# [AIM OF THE EXERCISE]
Print exactly the lines from the line with "locate the metal grab bar in the photo above" to the last line of the data, please, both included.

# [DATA SECTION]
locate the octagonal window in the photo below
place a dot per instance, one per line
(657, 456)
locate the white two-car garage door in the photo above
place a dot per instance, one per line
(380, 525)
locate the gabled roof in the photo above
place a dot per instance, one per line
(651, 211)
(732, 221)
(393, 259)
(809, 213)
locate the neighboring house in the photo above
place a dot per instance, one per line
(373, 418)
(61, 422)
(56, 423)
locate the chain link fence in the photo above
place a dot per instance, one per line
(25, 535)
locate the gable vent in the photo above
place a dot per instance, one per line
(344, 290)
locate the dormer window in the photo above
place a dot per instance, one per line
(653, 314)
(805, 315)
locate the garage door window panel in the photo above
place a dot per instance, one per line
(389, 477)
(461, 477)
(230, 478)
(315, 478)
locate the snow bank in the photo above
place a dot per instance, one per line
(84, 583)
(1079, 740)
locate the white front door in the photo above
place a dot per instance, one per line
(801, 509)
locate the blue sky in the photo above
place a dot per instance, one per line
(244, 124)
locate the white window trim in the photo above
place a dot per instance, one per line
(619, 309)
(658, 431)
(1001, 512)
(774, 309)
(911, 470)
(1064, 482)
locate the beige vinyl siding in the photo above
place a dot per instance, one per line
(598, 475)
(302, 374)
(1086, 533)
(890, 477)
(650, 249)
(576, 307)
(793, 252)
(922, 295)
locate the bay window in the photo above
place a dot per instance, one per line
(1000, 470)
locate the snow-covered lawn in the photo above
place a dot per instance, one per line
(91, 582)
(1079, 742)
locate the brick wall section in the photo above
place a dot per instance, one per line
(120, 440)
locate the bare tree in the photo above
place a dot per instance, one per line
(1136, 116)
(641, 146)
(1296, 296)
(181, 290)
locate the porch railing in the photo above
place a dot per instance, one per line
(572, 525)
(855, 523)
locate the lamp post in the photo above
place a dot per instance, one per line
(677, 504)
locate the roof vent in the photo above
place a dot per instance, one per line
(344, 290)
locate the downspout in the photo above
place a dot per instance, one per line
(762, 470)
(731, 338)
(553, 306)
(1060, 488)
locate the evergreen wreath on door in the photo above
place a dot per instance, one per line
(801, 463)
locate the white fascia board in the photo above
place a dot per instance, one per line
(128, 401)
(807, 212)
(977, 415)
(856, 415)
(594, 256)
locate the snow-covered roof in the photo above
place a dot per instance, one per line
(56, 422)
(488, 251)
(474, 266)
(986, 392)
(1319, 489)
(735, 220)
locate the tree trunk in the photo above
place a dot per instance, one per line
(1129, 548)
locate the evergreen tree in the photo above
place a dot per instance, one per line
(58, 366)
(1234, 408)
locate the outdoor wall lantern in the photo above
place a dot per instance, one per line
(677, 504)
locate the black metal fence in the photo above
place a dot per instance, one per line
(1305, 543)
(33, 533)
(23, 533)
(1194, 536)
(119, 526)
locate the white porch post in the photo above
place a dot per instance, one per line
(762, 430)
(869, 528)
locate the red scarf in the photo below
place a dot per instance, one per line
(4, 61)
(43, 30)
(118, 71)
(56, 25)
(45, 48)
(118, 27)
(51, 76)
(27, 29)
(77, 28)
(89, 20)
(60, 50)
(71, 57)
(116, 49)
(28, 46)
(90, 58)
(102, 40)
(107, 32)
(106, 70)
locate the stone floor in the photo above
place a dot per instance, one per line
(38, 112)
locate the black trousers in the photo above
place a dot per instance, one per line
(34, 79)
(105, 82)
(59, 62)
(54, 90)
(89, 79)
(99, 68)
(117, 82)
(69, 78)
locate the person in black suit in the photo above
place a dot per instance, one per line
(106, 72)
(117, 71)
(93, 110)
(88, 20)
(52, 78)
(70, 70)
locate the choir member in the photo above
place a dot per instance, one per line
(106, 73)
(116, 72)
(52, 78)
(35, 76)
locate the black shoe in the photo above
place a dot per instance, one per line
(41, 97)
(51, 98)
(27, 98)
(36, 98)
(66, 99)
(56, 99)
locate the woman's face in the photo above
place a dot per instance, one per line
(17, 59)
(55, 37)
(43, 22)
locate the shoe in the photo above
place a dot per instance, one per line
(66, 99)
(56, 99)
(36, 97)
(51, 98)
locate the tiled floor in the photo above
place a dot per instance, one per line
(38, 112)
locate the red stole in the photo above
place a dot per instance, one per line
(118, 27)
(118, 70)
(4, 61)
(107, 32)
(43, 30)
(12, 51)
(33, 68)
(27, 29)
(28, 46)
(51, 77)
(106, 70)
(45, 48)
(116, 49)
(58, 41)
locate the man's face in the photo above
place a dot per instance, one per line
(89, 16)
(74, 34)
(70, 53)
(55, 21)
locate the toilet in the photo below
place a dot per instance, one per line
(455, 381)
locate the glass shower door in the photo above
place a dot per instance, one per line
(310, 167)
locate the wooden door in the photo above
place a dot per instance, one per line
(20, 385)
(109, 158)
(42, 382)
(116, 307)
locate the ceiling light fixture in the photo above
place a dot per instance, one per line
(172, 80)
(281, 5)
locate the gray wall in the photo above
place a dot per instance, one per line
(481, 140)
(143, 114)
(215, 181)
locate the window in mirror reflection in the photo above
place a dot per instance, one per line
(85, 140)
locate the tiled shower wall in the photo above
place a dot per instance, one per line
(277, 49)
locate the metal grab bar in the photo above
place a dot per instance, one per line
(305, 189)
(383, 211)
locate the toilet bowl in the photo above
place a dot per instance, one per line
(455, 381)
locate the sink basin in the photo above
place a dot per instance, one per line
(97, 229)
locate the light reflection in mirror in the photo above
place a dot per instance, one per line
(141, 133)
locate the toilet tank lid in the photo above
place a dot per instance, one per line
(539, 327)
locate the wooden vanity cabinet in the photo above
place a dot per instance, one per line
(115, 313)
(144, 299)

# [FULL OUTPUT]
locate the metal grab bar in the photo above
place a dot per instance, one per line
(305, 189)
(383, 211)
locate the toilet bowl in the photo above
place a dot per instance, one per line
(455, 381)
locate the sink basin in the photo above
place a dot per instance, one per line
(97, 229)
locate the light reflection in mirror in the photo above
place a dot per instance, one per line
(141, 133)
locate the toilet tank lid in the photo above
place a dot per instance, one per line
(539, 327)
locate the wooden vanity cabinet in the photo above
place a dot per instance, one per line
(115, 313)
(144, 299)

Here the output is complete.